> **Entries provided**:
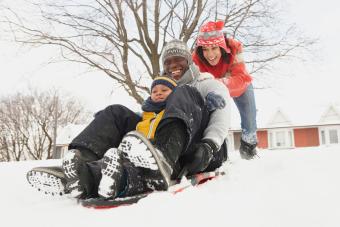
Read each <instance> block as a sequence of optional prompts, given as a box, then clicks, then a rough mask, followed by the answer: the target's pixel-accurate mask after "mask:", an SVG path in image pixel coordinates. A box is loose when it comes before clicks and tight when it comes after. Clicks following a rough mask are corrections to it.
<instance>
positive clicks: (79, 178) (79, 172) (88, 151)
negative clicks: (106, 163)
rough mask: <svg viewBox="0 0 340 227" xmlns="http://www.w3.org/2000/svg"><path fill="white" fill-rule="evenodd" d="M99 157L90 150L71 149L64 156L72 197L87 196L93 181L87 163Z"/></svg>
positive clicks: (85, 196)
mask: <svg viewBox="0 0 340 227" xmlns="http://www.w3.org/2000/svg"><path fill="white" fill-rule="evenodd" d="M97 159H98V157H97V156H96V155H95V154H94V153H92V152H91V151H89V150H85V149H84V150H78V149H72V150H69V151H68V152H67V153H66V155H65V156H64V158H63V161H62V168H63V171H64V174H65V175H66V180H67V183H66V190H68V191H69V192H70V194H71V196H72V197H76V198H80V197H84V196H85V197H87V196H88V195H87V191H88V188H89V187H91V186H89V185H88V184H91V183H89V182H92V178H93V176H92V174H91V172H90V170H89V168H88V166H87V165H86V163H87V162H91V161H95V160H97Z"/></svg>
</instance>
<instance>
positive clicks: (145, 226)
mask: <svg viewBox="0 0 340 227" xmlns="http://www.w3.org/2000/svg"><path fill="white" fill-rule="evenodd" d="M339 148H340V147H339V146H337V147H314V148H300V149H291V150H270V151H269V150H261V151H259V156H260V158H257V159H254V160H252V161H247V160H243V159H241V158H240V156H239V154H238V152H232V153H231V154H230V160H229V162H227V163H226V164H225V166H224V167H223V168H224V169H225V170H226V171H227V174H226V175H225V176H222V177H220V178H218V179H215V180H214V181H210V182H208V183H206V184H203V185H201V186H200V187H197V188H189V189H187V190H185V191H183V192H181V193H178V194H176V195H172V194H167V193H159V194H153V195H150V196H149V197H147V198H145V199H142V200H141V201H139V202H138V203H137V204H135V205H132V206H126V207H120V208H114V209H109V210H94V209H89V208H84V207H81V206H79V205H77V203H76V201H75V200H72V199H69V198H67V197H52V196H48V195H45V194H42V193H40V192H38V191H36V189H34V188H32V187H31V186H30V185H29V184H28V183H27V181H26V172H27V171H28V170H30V169H31V168H33V167H37V166H47V165H59V164H60V160H48V161H22V162H8V163H5V162H1V163H0V179H1V184H2V186H1V187H0V201H1V203H0V213H1V223H2V226H11V227H17V226H20V227H22V226H34V227H45V226H50V227H61V226H62V227H75V226H81V227H95V226H100V227H103V226H124V227H137V226H138V227H144V226H145V227H159V226H163V227H175V226H186V227H189V226H196V227H203V226H216V227H225V226H232V227H236V226H237V227H249V226H251V227H287V226H289V227H302V226H303V227H325V226H327V227H338V226H340V219H339V214H340V206H339V204H340V194H339V191H340V181H339V172H340V165H339V159H340V152H339Z"/></svg>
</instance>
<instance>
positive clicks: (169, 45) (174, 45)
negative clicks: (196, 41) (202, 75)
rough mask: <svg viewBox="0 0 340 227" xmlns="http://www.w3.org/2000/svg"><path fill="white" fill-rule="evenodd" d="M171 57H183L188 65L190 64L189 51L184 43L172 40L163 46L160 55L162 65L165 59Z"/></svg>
mask: <svg viewBox="0 0 340 227" xmlns="http://www.w3.org/2000/svg"><path fill="white" fill-rule="evenodd" d="M173 56H177V57H183V58H185V59H186V60H187V61H188V64H189V65H191V64H192V59H191V53H190V50H189V48H188V47H187V45H186V43H185V42H183V41H181V40H178V39H173V40H171V41H170V42H168V43H167V44H166V45H165V46H164V50H163V53H162V63H163V65H164V62H165V60H166V59H167V58H169V57H173Z"/></svg>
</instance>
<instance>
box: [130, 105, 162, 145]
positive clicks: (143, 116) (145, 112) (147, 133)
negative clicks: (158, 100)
mask: <svg viewBox="0 0 340 227" xmlns="http://www.w3.org/2000/svg"><path fill="white" fill-rule="evenodd" d="M163 114H164V110H162V111H161V112H159V113H158V114H157V113H155V112H143V114H142V121H140V122H139V123H138V124H137V127H136V130H137V131H139V132H141V133H142V134H143V135H144V136H145V137H146V138H148V139H153V138H154V137H155V132H156V129H157V126H158V124H159V122H160V120H161V119H162V117H163Z"/></svg>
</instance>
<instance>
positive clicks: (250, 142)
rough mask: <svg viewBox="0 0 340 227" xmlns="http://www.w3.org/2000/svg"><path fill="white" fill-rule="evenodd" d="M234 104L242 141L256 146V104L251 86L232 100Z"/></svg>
mask: <svg viewBox="0 0 340 227" xmlns="http://www.w3.org/2000/svg"><path fill="white" fill-rule="evenodd" d="M234 102H235V104H236V106H237V108H238V111H239V113H240V116H241V128H242V135H241V138H242V140H243V141H245V142H247V143H249V144H256V143H257V135H256V130H257V124H256V104H255V95H254V88H253V85H252V84H250V85H249V86H248V88H247V90H246V91H245V92H244V93H243V94H242V95H241V96H239V97H236V98H234Z"/></svg>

> **Your objective**: Print each record exactly as it stands, omitting the pictures.

> **Answer**:
Read each <instance> block as a sequence of optional prompts, given as a box, then clicks, then a rough mask, followed by the answer: the target's pixel-accurate mask after "mask:", an SVG path in image pixel coordinates. A box is loose when it comes before clicks and tight when it comes after. Clicks following a rough mask are corrections to it.
<instance>
positive clicks: (79, 178) (79, 172) (88, 151)
negative clicks: (106, 163)
rough mask: <svg viewBox="0 0 340 227" xmlns="http://www.w3.org/2000/svg"><path fill="white" fill-rule="evenodd" d="M99 157L90 150L71 149L64 156L72 197L87 196L93 181L87 163Z"/></svg>
positive clicks: (85, 196)
mask: <svg viewBox="0 0 340 227" xmlns="http://www.w3.org/2000/svg"><path fill="white" fill-rule="evenodd" d="M97 159H98V157H97V156H96V155H95V154H94V153H92V152H91V151H89V150H85V149H84V150H78V149H72V150H69V151H68V152H67V153H66V155H65V156H64V158H63V161H62V168H63V171H64V174H65V175H66V180H67V183H66V190H68V191H69V192H70V194H71V196H72V197H76V198H80V197H84V196H85V197H87V196H88V195H87V191H88V188H89V187H91V186H89V185H88V184H91V183H89V182H92V178H93V176H92V174H91V172H90V170H89V168H88V166H87V165H86V163H87V162H91V161H95V160H97Z"/></svg>
</instance>
<instance>
positive clicks: (145, 226)
mask: <svg viewBox="0 0 340 227" xmlns="http://www.w3.org/2000/svg"><path fill="white" fill-rule="evenodd" d="M339 148H340V147H339V146H337V147H314V148H300V149H291V150H270V151H269V150H261V151H259V156H260V158H257V159H254V160H252V161H247V160H243V159H241V158H240V156H239V154H238V152H232V153H231V154H230V160H229V162H227V163H226V164H225V166H224V167H223V168H224V169H225V170H226V171H227V174H226V175H225V176H222V177H220V178H218V179H215V180H214V181H210V182H208V183H206V184H203V185H201V186H200V187H197V188H189V189H187V190H185V191H183V192H181V193H178V194H176V195H172V194H167V193H159V194H153V195H150V196H149V197H147V198H145V199H142V200H141V201H139V202H138V203H137V204H135V205H132V206H126V207H120V208H114V209H109V210H94V209H89V208H84V207H81V206H79V205H77V203H76V201H75V200H72V199H69V198H67V197H52V196H48V195H45V194H42V193H40V192H38V191H36V189H34V188H32V187H31V186H30V185H29V184H28V183H27V181H26V172H27V171H28V170H30V169H31V168H33V167H37V166H47V165H59V164H60V160H48V161H22V162H8V163H5V162H1V163H0V179H1V184H2V186H1V187H0V201H1V203H0V213H1V223H2V226H11V227H17V226H20V227H22V226H34V227H45V226H50V227H61V226H62V227H75V226H81V227H95V226H100V227H103V226H124V227H137V226H138V227H144V226H145V227H159V226H163V227H175V226H186V227H189V226H196V227H203V226H216V227H225V226H232V227H236V226H237V227H249V226H251V227H287V226H289V227H302V226H303V227H325V226H327V227H338V226H340V219H339V214H340V206H339V204H340V194H339V191H340V181H339V172H340V165H339V159H340V152H339Z"/></svg>
</instance>
<instance>
positive clicks: (169, 45) (174, 45)
negative clicks: (196, 41) (202, 75)
rough mask: <svg viewBox="0 0 340 227" xmlns="http://www.w3.org/2000/svg"><path fill="white" fill-rule="evenodd" d="M171 57H183L188 65L190 64L189 51L184 43L172 40L163 46L160 55L162 65L165 59Z"/></svg>
mask: <svg viewBox="0 0 340 227" xmlns="http://www.w3.org/2000/svg"><path fill="white" fill-rule="evenodd" d="M173 56H177V57H183V58H185V59H186V60H187V61H188V64H189V65H191V64H192V59H191V53H190V50H189V48H188V47H187V45H186V43H185V42H183V41H181V40H178V39H173V40H171V41H170V42H168V43H167V44H166V45H165V46H164V50H163V53H162V63H163V65H164V62H165V60H166V59H167V58H169V57H173Z"/></svg>
</instance>
<instance>
box: [130, 105, 162, 145]
positive clicks: (143, 116) (145, 112) (147, 133)
negative clicks: (158, 100)
mask: <svg viewBox="0 0 340 227" xmlns="http://www.w3.org/2000/svg"><path fill="white" fill-rule="evenodd" d="M163 114H164V110H162V111H161V112H159V113H158V114H157V113H155V112H143V114H142V121H140V122H139V123H138V124H137V127H136V130H137V131H139V132H141V133H142V134H143V135H144V136H145V137H146V138H148V139H153V138H154V137H155V132H156V129H157V126H158V124H159V122H160V120H161V119H162V117H163Z"/></svg>
</instance>
<instance>
positive clicks: (250, 142)
rough mask: <svg viewBox="0 0 340 227" xmlns="http://www.w3.org/2000/svg"><path fill="white" fill-rule="evenodd" d="M234 104L242 141L256 146V104L251 86L232 100Z"/></svg>
mask: <svg viewBox="0 0 340 227" xmlns="http://www.w3.org/2000/svg"><path fill="white" fill-rule="evenodd" d="M234 102H235V104H236V106H237V108H238V111H239V113H240V116H241V128H242V135H241V138H242V140H243V141H245V142H247V143H249V144H256V143H257V135H256V130H257V124H256V104H255V95H254V88H253V85H252V84H250V85H249V86H248V88H247V90H246V91H245V92H244V93H243V94H242V95H241V96H239V97H236V98H234Z"/></svg>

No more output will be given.